**GIVEN INSTRUCTION 1:**
Rewrite every line of the records between the lines holding "In this picture, where can the dark" and "In this picture, where can the blonde", inclusive, and shift each coordinate in the answers up by 99.

**SELECTED EXTRACT:**
Miguel Sotelo (22 June 1933 – 6 July 2007) was a Mexican professional baseball pitcher and manager who spent more than 25 years in professional baseball.

Career
Sotelo debuted in 1953 with the Águilas de Mexicali club of the Arizona–Texas League. The following year he was under the orders of George Genovese in a minor league team in Hutchinson, Kansas Pittsburgh Pirates lower division club. In 1955, he then was transferred to the Arizona–Mexico League where he excelled with the Cananea BBC pitching a no-hitter against the Phoenix Stars.

One year later he made his Mexican League debut with the Tigres del México. He also played for the Cañeros de Los Mochis and in his first year had a record of 18-6 with 13 consecutive wins.

In the 1962-1963 season, while playing for the Naranjeros de Hermosillo, he pitched a no hitter against the Navajo BBC. He retired in 1967 with a total of 133 win 115 losses in the Mexican League and with a record of 130-88 in the winter Mexican Pacific League.

Sotelo started his managerial career in 1968 with the Tecolotes de Nuevo Laredo, and later managed for the  Broncos de Reynosa (1969–1970), Alijadores de Tampico (1971), Pericos de Puebla (1972), Sultanes de Monterrey (1973–1976; 1986), Mineros de Coahuila (1977), Tecolotes de Nuevo Laredo (1978), Rojos del Águila de Veracruz (1979–1980), Olmecas de Tabasco (1987; 1990) and Acereros de Monclova (1988). In 1969 he guided Reynosa to win the league championship.

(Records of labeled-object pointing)
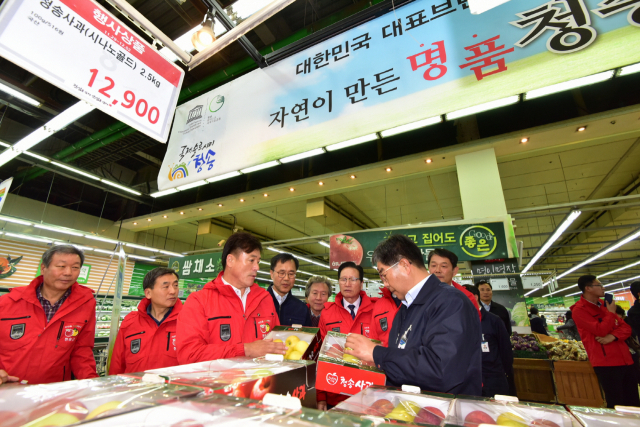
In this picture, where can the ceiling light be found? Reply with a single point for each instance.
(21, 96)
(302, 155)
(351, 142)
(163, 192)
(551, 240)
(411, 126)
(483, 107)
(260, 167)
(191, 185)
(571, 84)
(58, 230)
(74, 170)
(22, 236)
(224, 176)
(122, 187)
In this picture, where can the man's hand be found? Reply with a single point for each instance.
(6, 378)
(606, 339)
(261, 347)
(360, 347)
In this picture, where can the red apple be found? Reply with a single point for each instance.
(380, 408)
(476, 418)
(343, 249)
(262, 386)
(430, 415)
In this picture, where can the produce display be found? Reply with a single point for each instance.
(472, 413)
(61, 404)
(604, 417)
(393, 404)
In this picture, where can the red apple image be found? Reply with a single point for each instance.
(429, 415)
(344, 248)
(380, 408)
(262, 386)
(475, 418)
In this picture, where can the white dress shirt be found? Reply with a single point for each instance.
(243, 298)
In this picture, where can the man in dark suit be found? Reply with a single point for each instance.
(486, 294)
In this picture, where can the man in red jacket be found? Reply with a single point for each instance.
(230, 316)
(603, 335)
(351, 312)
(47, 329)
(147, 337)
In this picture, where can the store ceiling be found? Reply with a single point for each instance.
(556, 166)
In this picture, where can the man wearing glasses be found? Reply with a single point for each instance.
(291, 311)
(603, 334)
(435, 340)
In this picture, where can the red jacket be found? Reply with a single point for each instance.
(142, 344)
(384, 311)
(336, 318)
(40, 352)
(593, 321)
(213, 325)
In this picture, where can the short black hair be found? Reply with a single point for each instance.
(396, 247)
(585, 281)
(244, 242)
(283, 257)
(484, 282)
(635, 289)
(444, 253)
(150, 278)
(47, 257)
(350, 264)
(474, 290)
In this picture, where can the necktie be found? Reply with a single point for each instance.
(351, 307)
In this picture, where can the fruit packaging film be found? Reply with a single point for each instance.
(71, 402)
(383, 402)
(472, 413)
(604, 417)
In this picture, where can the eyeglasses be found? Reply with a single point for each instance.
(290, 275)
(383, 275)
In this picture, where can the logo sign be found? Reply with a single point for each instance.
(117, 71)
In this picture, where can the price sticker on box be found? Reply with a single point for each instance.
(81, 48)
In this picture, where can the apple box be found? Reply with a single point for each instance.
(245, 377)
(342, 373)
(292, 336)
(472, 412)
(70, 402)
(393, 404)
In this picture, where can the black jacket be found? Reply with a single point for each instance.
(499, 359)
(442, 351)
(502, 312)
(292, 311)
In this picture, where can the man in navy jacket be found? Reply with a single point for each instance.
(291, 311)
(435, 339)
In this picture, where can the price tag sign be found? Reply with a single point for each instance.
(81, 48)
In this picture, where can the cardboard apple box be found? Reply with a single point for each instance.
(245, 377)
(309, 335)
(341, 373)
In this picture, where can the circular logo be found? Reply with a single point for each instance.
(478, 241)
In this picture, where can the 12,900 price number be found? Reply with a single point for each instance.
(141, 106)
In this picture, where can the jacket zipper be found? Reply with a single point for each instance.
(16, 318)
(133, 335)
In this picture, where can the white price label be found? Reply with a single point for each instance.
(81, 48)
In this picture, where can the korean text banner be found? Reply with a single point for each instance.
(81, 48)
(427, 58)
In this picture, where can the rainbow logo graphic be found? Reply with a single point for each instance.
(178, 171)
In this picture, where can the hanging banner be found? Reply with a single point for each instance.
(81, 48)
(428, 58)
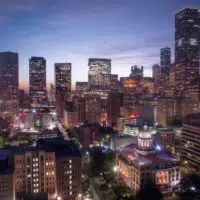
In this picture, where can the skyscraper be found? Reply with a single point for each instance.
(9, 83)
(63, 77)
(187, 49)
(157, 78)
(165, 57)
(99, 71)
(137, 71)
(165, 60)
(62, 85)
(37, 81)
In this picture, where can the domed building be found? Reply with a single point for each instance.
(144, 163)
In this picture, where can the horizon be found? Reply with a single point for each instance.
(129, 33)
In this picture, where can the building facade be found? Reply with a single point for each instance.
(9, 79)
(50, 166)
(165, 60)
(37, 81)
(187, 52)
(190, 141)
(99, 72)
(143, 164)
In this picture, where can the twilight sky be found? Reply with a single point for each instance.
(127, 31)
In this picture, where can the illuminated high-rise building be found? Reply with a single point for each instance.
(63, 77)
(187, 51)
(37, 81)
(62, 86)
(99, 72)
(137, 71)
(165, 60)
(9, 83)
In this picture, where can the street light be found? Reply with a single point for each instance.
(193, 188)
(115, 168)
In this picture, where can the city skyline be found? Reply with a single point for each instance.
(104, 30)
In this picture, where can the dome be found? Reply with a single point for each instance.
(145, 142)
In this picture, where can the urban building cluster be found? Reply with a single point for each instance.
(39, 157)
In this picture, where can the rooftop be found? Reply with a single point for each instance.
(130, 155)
---
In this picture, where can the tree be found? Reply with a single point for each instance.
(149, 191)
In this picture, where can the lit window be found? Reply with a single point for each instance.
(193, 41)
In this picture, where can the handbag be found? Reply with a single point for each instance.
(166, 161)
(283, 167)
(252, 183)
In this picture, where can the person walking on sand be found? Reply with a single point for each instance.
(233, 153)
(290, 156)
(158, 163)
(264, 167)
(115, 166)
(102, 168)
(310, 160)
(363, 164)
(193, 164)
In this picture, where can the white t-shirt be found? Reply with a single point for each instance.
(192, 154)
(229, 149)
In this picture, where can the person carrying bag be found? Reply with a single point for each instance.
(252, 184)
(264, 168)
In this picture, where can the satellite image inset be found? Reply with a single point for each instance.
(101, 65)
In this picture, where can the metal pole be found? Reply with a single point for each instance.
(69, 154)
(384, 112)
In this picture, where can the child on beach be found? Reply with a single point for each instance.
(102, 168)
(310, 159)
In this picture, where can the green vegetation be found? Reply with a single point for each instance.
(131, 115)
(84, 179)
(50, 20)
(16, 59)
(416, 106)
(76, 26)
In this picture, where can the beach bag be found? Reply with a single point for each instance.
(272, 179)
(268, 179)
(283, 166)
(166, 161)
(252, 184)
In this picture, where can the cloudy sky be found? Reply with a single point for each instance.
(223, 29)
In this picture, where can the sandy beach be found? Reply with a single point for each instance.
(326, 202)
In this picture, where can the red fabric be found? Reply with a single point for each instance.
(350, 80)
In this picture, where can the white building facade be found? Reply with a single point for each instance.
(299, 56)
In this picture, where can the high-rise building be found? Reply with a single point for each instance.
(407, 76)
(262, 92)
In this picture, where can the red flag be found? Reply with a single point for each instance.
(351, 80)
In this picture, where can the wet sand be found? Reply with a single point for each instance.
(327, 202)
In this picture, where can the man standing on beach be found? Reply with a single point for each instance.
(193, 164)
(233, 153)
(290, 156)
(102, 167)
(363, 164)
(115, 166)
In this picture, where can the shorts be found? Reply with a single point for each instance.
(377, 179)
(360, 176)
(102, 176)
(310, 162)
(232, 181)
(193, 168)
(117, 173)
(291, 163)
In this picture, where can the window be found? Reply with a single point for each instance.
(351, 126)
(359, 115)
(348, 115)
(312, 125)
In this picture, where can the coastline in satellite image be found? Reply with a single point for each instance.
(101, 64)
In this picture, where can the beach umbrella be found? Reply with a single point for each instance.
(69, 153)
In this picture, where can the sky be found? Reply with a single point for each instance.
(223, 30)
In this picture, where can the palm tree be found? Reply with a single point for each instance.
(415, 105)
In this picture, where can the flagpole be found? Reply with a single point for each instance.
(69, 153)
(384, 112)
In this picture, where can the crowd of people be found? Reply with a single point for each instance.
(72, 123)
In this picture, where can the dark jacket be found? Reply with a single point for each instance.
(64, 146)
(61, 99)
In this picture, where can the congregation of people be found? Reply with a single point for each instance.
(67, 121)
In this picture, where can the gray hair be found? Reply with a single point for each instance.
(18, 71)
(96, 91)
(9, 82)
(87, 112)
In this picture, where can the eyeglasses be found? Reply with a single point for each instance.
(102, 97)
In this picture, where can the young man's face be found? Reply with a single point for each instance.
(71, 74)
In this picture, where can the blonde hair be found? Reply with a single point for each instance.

**GIVEN INSTRUCTION 2:**
Carry on the biography of Miguel Sotelo after its last sentence.

**EXPECTED ANSWER 1:**
In this picture, where can the dark jacket be found? Reply with a single point for each instance.
(163, 245)
(160, 198)
In this picture, where can the congregation of people be found? Reply with a single point for each instance.
(166, 220)
In this picture, where can the gray hair be found? Reply with a single point for each instance.
(117, 170)
(195, 190)
(108, 181)
(186, 211)
In this picture, where can the eyeglasses be found? Reply with a single point for each instance.
(201, 196)
In this picture, where can the young man's face be found? Reply with a single point for each instance.
(170, 173)
In this picture, where can the blonde hair be found? Reply with a single point for each instance.

**EXPECTED ANSWER 2:**
In 1985, Sotelo was enshrined in the Mexican Professional Baseball Hall of Fame.

Managerial achievements

References

Baseball Reference
Mexican Baseball League
Treto Cisneros, Pedro (2002). The Mexican League/La Liga Mexicana: Comprehensive Player Statistics, 1937-2001. McFarland & Company.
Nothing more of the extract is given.